TASK INPUT START
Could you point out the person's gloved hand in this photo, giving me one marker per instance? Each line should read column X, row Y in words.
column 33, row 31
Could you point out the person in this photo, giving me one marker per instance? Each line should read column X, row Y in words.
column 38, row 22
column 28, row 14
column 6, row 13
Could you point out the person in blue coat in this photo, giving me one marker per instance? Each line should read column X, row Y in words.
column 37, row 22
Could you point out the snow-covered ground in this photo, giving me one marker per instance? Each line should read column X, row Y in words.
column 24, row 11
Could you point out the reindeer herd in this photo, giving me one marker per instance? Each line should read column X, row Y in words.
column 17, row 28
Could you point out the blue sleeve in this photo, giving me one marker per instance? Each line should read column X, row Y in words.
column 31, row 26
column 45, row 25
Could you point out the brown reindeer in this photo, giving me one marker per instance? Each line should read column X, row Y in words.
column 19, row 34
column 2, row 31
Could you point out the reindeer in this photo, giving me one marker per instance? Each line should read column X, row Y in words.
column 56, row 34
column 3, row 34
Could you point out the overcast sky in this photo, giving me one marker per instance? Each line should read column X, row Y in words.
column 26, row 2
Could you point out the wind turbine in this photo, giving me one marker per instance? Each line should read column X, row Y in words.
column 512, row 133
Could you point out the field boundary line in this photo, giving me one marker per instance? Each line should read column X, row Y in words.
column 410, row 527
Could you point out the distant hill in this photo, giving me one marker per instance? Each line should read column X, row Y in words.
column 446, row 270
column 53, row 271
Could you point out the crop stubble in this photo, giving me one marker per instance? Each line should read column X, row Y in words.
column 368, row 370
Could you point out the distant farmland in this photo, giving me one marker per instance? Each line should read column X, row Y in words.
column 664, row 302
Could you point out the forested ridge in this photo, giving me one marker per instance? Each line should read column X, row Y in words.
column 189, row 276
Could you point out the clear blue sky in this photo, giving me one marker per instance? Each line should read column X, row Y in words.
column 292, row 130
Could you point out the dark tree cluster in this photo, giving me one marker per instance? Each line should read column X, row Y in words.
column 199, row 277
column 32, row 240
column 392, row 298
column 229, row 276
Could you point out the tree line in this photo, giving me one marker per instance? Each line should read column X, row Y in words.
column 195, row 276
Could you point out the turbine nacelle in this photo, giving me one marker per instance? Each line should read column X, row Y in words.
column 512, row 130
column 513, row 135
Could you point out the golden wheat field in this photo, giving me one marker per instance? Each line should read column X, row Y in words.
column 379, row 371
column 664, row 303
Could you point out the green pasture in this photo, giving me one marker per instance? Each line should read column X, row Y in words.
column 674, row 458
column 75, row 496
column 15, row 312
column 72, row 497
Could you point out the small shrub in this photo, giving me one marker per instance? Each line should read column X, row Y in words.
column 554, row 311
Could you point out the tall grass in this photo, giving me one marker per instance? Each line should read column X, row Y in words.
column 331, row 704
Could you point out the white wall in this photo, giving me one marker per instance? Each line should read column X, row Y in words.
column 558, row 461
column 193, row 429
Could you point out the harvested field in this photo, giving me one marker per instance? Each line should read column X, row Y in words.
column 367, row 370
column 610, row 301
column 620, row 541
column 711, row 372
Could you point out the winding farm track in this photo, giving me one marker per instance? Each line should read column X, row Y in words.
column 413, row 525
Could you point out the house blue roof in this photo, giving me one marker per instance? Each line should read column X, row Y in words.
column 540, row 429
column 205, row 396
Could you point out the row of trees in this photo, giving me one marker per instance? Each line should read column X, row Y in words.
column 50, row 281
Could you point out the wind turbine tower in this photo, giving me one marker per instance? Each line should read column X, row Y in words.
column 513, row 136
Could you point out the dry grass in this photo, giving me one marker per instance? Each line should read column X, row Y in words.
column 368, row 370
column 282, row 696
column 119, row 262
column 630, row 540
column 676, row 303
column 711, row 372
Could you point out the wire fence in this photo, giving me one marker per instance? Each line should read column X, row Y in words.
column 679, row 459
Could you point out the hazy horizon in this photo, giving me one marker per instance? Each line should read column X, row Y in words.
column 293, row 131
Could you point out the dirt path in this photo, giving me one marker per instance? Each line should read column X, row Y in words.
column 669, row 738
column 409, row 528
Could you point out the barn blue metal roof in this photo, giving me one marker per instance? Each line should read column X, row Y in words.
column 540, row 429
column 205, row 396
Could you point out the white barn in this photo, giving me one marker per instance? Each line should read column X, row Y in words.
TASK INPUT END
PROMPT
In your response, give all the records again with nothing altered.

SOLUTION
Could you point out the person's gloved hand in this photo, giving me one marker per instance? Each line should read column X, row Y in words.
column 33, row 31
Could you point out the person in this photo, giving me one marker per instance? Each line should read column X, row Y in words.
column 38, row 22
column 28, row 14
column 6, row 13
Could you point out the person in blue coat in this photo, giving me one marker per instance? Each line should read column X, row Y in words.
column 37, row 22
Could you point out the snow-covered ground in this photo, giving me one marker per instance? Each line should read column X, row Y in words.
column 24, row 11
Could you point out the reindeer herd in this photo, giving me one marker per instance? Each line should read column X, row Y in words.
column 17, row 28
Could you point out the blue sleeve in this photo, giving me one marker per instance? Each line should read column X, row Y in words.
column 31, row 26
column 45, row 25
Could you point out the brown reindeer in this photo, giving me one marker per instance? Each line should read column X, row Y in words.
column 19, row 34
column 2, row 31
Could you point out the reindeer in this photo, giving me one marker per instance? Each line should read column X, row Y in words.
column 56, row 34
column 3, row 34
Could you point out the overcast sky in this photo, giving me one marker per instance? Each line should read column X, row Y in words.
column 26, row 2
Could you point out the wind turbine in this photo, giving me one marker per instance? Each line should read column X, row Y in words.
column 512, row 133
Could you point out the field boundary line in this photo, giving me one marker per instance? Each line should read column X, row Y in words.
column 410, row 527
Could you point out the distant hill in this photo, giving me one marker per instance? Each line should read column X, row Y in words.
column 446, row 270
column 53, row 271
Could you point out the crop stubble in this photo, giving me one marker per instance? Each line should read column X, row Y in words.
column 368, row 370
Could you point out the distant farmland in this photo, giving me one marker per instance? Each line should read column X, row Y in words.
column 664, row 302
Could you point out the forested ridge in this photo, giving me one marker per instance? Each line should read column X, row Y in words.
column 189, row 276
Could you point out the clear blue sky in this photo, giving me one marker per instance? Each line should read column X, row Y in words.
column 292, row 130
Could you point out the dark tree cluster in this photo, giving me one marker per instance? Each line should read column X, row Y in words.
column 199, row 277
column 32, row 240
column 392, row 298
column 229, row 276
Could you point out the tree line in this photo, giving me one marker per instance? Each line should read column X, row Y in words.
column 195, row 276
Could you point out the turbine nacelle in this photo, giving me one marker per instance? Each line should read column X, row Y in words.
column 512, row 130
column 513, row 135
Could you point out the golden wheat field in this photo, giving me one marker per instance? Each line should read column X, row Y in words.
column 379, row 371
column 664, row 303
Could you point out the green pasture in this photo, giving me one marker per instance? Each line should read column X, row Y in words.
column 674, row 458
column 75, row 496
column 15, row 312
column 72, row 497
Could you point out the small shrub in this photo, giving me one marker per instance? Each line should read column X, row Y in words.
column 554, row 311
Could you point out the tall grass in this photo, giving me one marker per instance? Each line should read column X, row Y in words.
column 331, row 704
Could you point out the white wall in this photo, giving me one marker per instance? Each line should read column X, row Y in words.
column 558, row 461
column 193, row 429
Could you point out the harvested field in this photo, giving me one marker per instance? Each line should read column X, row Y in words.
column 367, row 370
column 610, row 301
column 620, row 541
column 711, row 372
Could you point out the winding farm track in this photo, giving me one marker per instance? Each line should read column X, row Y in words.
column 413, row 525
Could you point out the house blue roof in this photo, giving me one marker per instance? Each line should read column X, row Y in words.
column 540, row 429
column 205, row 396
Could you point out the row of trees in this photo, giving me one marker per instance? Each line should read column X, row Y in words.
column 50, row 281
Could you point out the wind turbine tower in this photo, giving me one marker per instance? Each line should read column X, row Y in words.
column 513, row 136
Could you point out the dry grass in this photo, giving me one marker per instance? Each line should read column X, row Y in words.
column 368, row 370
column 282, row 696
column 119, row 262
column 630, row 540
column 676, row 303
column 711, row 372
Could you point out the wire fence in this photo, giving me one marker per instance? Each line should read column X, row Y in words.
column 679, row 459
Could you point out the hazy horizon in this photo, giving me one marker per instance? Each line should read column X, row Y in words.
column 293, row 131
Could you point out the dirt path in this photo, giving me one marker per instance? Each line should read column X, row Y in words.
column 669, row 738
column 409, row 528
Could you point out the barn blue metal roof in this photo, giving me one marker per instance? Each line should read column X, row Y in words.
column 540, row 429
column 205, row 396
Could you point out the white barn in this photo, giving me one marker per instance? Each line should read column X, row Y in words.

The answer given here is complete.